- Exercise aim -
Would you repeat the data below exactly, taking out the images?

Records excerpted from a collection
*****

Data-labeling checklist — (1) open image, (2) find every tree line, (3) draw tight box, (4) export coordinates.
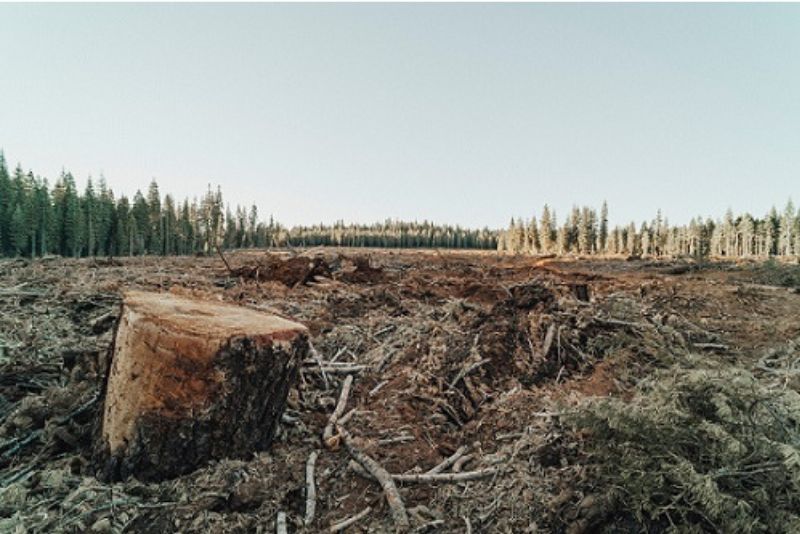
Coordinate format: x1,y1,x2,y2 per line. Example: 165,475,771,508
0,152,497,258
498,201,800,258
283,221,497,249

*****

- Response area -
Data-labeling checklist — (1) open image, (2) find every tree line, (3) draw tight box, (4) export coordinates.
Coordinate format: x1,y1,x2,y2 per line. Example: 165,475,771,508
0,152,497,258
498,201,800,258
283,221,497,249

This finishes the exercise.